[start]
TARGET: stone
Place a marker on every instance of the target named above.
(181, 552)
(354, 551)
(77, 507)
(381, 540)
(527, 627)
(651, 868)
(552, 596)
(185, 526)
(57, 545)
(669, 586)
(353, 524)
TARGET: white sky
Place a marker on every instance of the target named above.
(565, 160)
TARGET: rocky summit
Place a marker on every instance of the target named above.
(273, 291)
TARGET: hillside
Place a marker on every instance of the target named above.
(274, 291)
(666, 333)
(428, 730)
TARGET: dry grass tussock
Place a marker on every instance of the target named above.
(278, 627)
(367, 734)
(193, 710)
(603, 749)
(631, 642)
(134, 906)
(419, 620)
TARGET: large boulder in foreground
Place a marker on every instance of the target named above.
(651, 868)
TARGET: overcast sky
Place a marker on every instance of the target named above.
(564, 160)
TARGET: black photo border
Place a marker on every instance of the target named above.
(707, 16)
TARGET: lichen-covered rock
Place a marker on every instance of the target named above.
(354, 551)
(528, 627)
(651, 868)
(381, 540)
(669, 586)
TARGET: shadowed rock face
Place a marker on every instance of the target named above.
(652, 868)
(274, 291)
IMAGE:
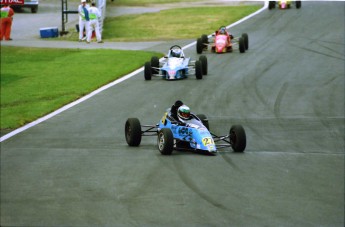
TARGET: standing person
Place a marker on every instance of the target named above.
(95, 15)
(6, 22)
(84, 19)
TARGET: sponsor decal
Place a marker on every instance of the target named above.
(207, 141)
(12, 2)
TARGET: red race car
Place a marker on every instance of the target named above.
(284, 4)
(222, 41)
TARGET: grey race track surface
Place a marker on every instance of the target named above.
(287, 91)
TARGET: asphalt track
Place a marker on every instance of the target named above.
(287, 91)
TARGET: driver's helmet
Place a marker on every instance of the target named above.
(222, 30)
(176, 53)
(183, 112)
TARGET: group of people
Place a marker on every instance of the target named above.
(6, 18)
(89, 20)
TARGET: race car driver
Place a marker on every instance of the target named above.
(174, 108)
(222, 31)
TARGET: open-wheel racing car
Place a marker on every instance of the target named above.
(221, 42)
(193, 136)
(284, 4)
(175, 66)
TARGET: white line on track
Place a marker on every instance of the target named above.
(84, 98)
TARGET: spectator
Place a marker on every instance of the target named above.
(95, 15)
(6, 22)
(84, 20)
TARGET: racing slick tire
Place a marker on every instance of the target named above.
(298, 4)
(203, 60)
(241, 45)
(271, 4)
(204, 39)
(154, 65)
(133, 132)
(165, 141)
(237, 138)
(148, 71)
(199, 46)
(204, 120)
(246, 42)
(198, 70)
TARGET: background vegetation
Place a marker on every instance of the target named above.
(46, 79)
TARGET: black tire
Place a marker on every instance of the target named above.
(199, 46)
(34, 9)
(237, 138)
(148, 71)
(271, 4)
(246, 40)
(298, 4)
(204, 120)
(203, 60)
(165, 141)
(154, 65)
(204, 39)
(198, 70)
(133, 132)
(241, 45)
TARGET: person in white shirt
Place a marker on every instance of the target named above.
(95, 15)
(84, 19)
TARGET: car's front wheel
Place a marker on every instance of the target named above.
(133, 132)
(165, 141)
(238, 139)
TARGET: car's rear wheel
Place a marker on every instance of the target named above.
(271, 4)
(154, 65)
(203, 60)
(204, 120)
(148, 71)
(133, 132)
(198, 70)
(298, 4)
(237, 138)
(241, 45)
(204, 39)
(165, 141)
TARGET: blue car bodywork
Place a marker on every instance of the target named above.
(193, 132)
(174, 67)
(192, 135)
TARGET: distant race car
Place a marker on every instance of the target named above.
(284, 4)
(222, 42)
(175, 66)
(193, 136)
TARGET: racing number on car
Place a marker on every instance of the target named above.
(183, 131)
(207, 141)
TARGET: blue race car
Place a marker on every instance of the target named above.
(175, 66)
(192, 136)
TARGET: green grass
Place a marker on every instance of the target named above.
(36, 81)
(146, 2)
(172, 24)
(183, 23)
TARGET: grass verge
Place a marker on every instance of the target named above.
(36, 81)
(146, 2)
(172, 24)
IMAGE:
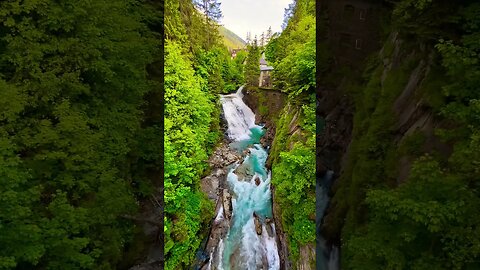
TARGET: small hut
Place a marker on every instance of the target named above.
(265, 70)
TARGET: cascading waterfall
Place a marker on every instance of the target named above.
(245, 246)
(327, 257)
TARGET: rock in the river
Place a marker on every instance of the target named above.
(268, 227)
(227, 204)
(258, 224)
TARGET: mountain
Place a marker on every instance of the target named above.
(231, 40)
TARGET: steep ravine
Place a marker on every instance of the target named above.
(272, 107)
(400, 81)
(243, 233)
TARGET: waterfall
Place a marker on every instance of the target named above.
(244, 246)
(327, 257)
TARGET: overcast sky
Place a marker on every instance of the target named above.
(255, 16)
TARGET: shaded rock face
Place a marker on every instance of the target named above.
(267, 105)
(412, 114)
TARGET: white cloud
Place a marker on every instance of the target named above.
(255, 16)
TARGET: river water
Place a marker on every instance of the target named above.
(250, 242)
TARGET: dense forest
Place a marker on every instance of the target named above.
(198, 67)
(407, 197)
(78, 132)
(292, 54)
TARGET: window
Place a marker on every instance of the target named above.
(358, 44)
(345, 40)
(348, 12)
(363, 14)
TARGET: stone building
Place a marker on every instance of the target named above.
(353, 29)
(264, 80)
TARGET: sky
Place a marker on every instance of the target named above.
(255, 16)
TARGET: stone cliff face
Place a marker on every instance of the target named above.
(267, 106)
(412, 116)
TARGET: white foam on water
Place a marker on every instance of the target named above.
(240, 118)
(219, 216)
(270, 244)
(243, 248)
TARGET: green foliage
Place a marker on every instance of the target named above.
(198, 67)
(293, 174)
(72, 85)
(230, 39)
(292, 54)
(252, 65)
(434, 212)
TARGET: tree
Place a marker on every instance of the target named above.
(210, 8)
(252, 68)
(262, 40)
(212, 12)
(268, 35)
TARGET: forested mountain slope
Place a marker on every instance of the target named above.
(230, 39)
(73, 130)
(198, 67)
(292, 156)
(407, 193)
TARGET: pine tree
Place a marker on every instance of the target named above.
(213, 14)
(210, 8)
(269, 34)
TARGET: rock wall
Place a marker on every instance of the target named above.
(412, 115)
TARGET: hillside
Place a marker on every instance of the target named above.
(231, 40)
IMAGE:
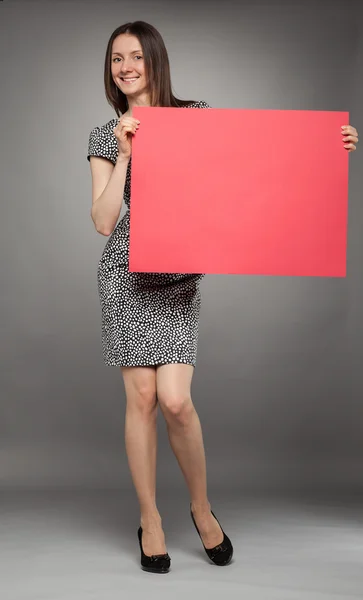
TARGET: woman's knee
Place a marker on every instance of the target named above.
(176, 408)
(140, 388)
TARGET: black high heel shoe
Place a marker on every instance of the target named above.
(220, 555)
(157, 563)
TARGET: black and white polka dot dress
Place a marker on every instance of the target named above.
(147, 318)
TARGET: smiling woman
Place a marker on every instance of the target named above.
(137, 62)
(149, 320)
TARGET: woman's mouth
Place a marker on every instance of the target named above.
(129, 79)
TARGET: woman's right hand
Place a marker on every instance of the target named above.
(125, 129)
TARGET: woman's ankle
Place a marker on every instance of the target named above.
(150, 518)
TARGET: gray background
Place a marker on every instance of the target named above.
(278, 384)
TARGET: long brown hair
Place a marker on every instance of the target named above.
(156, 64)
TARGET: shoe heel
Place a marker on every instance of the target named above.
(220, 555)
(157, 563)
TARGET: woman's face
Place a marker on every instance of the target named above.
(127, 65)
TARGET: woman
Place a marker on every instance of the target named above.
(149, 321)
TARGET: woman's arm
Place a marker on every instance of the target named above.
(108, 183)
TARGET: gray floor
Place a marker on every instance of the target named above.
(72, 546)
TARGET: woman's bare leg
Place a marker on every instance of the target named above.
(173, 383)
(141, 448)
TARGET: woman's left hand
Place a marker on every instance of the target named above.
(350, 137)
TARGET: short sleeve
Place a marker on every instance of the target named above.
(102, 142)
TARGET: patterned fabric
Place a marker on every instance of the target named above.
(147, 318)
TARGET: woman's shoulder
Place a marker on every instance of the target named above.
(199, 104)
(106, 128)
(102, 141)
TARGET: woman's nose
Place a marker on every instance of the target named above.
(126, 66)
[end]
* Description of the task:
Rewrite everything from the line containing "TARGET: woman's nose" down to the last of the lines, including the requests. Scale every coordinate in the answers by 1.85 and round to whole numbers, with halves rounding up.

* Result of the task:
TARGET: woman's nose
Place a marker on every instance of the target named above.
(233, 122)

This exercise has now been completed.